■ **Image location labeling items**:
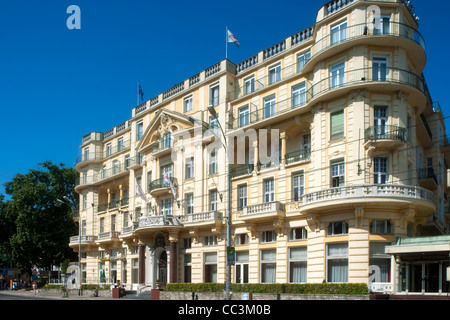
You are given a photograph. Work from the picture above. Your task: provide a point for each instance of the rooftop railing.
(386, 132)
(343, 79)
(368, 191)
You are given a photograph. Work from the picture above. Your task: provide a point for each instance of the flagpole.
(226, 42)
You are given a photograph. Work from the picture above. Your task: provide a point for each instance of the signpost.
(231, 256)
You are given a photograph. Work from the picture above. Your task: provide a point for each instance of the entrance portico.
(422, 265)
(158, 260)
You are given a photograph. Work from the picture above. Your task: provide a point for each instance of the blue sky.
(56, 84)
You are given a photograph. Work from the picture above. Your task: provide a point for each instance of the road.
(31, 295)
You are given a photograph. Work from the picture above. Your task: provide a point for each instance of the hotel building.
(357, 159)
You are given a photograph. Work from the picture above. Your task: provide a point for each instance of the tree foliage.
(37, 225)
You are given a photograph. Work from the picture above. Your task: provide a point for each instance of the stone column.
(283, 147)
(173, 262)
(173, 276)
(141, 276)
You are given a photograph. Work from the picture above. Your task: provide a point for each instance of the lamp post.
(67, 201)
(213, 112)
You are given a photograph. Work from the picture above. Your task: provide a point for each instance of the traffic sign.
(231, 256)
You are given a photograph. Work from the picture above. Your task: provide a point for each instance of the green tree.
(42, 225)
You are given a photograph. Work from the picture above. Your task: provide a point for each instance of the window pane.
(337, 125)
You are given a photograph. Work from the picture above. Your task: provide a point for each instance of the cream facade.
(358, 159)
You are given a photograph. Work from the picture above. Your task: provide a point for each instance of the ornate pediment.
(164, 122)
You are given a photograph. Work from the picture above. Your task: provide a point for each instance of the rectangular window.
(298, 95)
(134, 270)
(379, 69)
(102, 272)
(187, 270)
(210, 267)
(337, 262)
(380, 120)
(241, 239)
(187, 243)
(381, 261)
(268, 265)
(337, 125)
(167, 141)
(269, 190)
(166, 170)
(86, 154)
(189, 167)
(116, 167)
(339, 33)
(213, 165)
(120, 144)
(113, 222)
(189, 203)
(210, 241)
(244, 116)
(108, 149)
(337, 228)
(213, 200)
(167, 207)
(268, 236)
(337, 174)
(249, 85)
(242, 197)
(139, 130)
(274, 74)
(380, 171)
(381, 227)
(383, 27)
(214, 96)
(188, 104)
(298, 186)
(124, 271)
(297, 265)
(242, 267)
(337, 75)
(298, 234)
(83, 227)
(269, 107)
(302, 60)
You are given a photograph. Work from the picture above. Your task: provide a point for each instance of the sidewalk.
(42, 294)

■ **Given problem**: Repeat every item above word for word, leaving out the pictures.

■ **Result for this exercise**:
You are given a photograph. Work from the picture above. Your task: provide a point for each instance of the rooftop railing.
(386, 132)
(343, 79)
(368, 191)
You are given a photograph. Work from the picture above. Your task: provide a point for each instance of the flagpole.
(226, 42)
You are given a photograph. Work from the picture above. Your task: provide a point for each instance of the signpost.
(231, 256)
You are given a photograph. Work from the picture above. Your task: provide a point for each instance of the entrance portico.
(422, 265)
(158, 260)
You are given a photograph. Work from the picture above. Your task: provide a point for each instance of the blue sky.
(56, 84)
You are given a photograph. Work from the picture above. Your task: provide a point for each instance of the road.
(31, 295)
You are given a photograph. Work from the picture above. Your task: provide a point for each instance of the hotel building.
(357, 159)
You are given a photograph. Work from the picture above. Your task: provide a point for each instance of the tree foliage.
(37, 225)
You are given a photograph. Work from the picture above. Your task: provide a point for each instance of the stone column.
(283, 147)
(173, 262)
(173, 276)
(141, 276)
You are given a photograph. Work from the picture above. Your task: provide a point for each instance of the lamp post.
(67, 201)
(213, 112)
You are given a photograph. Work from the picture above. Your task: provide a point for each instance of the traffic sign.
(231, 256)
You are given a photograph. Work from the picture above. Your task: provide a point for each instance of the green tree.
(42, 225)
You are given a photograph. Work from the picture above. Your task: provide a point for each instance of the window pane.
(337, 125)
You are given a photograph. Work from the picture above. Your task: provide a point for each instance of the cream facade.
(358, 159)
You are given a photograph. Work from the picture above. Your task: provide a point for each instance of the ornate pediment.
(164, 122)
You are given a photograph. Work from the picture above. Your task: provide a point for each instance of the rectangular window.
(298, 95)
(134, 270)
(379, 69)
(102, 272)
(187, 270)
(210, 267)
(337, 262)
(380, 120)
(241, 239)
(187, 243)
(381, 261)
(268, 265)
(337, 125)
(167, 141)
(269, 190)
(166, 170)
(86, 154)
(189, 167)
(116, 167)
(339, 33)
(213, 165)
(120, 144)
(113, 222)
(189, 203)
(210, 241)
(244, 116)
(108, 149)
(337, 228)
(213, 200)
(167, 207)
(268, 236)
(337, 174)
(249, 85)
(242, 197)
(139, 130)
(274, 74)
(380, 171)
(381, 227)
(383, 27)
(214, 96)
(188, 104)
(298, 186)
(124, 271)
(297, 265)
(242, 267)
(337, 75)
(298, 234)
(83, 227)
(269, 107)
(302, 60)
You are given a photograph. Work from the picture above. Your task: provide a point for each instance of the sidewalk.
(42, 294)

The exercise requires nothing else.